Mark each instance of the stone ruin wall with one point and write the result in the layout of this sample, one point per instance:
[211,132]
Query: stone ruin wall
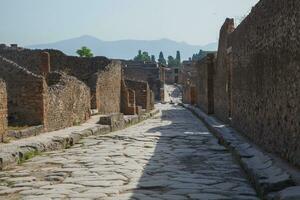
[266,77]
[3,110]
[68,101]
[128,104]
[222,71]
[205,83]
[148,74]
[142,93]
[26,93]
[88,70]
[109,89]
[31,101]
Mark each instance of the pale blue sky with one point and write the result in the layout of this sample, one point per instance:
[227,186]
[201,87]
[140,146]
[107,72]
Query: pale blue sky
[41,21]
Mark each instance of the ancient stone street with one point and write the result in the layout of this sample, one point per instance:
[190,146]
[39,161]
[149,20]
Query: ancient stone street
[171,156]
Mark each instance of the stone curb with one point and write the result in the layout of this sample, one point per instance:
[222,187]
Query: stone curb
[12,157]
[267,177]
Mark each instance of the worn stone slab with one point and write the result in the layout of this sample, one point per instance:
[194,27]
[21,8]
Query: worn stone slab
[15,152]
[263,172]
[290,193]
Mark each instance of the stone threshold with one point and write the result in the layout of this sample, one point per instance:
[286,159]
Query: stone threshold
[17,151]
[269,178]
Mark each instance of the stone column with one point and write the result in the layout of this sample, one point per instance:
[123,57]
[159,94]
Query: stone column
[45,63]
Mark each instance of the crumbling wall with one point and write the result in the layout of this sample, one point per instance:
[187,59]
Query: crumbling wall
[68,101]
[222,73]
[189,81]
[128,105]
[146,72]
[266,77]
[205,83]
[3,110]
[88,70]
[142,93]
[26,93]
[108,91]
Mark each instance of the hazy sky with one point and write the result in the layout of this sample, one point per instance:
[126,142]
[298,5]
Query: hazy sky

○ ○ ○

### Written instruction
Rewrite all the records above, replacing every occurrence of "layout" with "format" and keeping everything else the same. Leave out the pictures.

### Solved exercise
Mark each instance of the stone ruin wall with one point and write the result in the format of this sample, one point per instance:
[211,132]
Query: stone ruin wall
[266,77]
[3,110]
[68,101]
[128,104]
[222,71]
[205,83]
[148,74]
[142,93]
[26,93]
[88,70]
[109,89]
[31,101]
Mark each instance of the pale blue sky with one point and write the result in the format of this sample, one point per instance:
[227,186]
[201,87]
[140,146]
[107,72]
Query: pale blue sky
[41,21]
Mark each instance of the ancient stone street with one point and write the result in the format of this sample, one point per instance:
[190,146]
[39,161]
[149,20]
Query: ancient stone street
[171,156]
Mark each instance of the stone curb with one point and write the result in the format of this sample, one point per instance:
[222,187]
Query: stone curb
[12,157]
[267,177]
Mark each instance of the worn stone slab with one point and write the result in the format of this sample, one point per instance:
[194,27]
[21,8]
Query: worn stone slab
[15,152]
[263,172]
[290,193]
Mark each instance of the stone threshold with one point and write the result in the format of this sample, one point per instance:
[286,159]
Query: stone threshold
[17,151]
[269,178]
Mark each instance of the stone column with one point and write the result in the format of this sample, one point per instance:
[123,57]
[159,94]
Query: stone column
[45,63]
Mark each instance of the crumbling wall with one point and write the result in the format of this sample, one point per instance:
[187,59]
Query: crumbling wall
[68,101]
[222,73]
[189,81]
[128,105]
[146,72]
[266,77]
[205,83]
[3,110]
[88,70]
[142,93]
[26,93]
[108,91]
Mark each instance of the hazy sky with one point and write the result in the format of this sample, one point per instance:
[126,142]
[298,5]
Query: hazy sky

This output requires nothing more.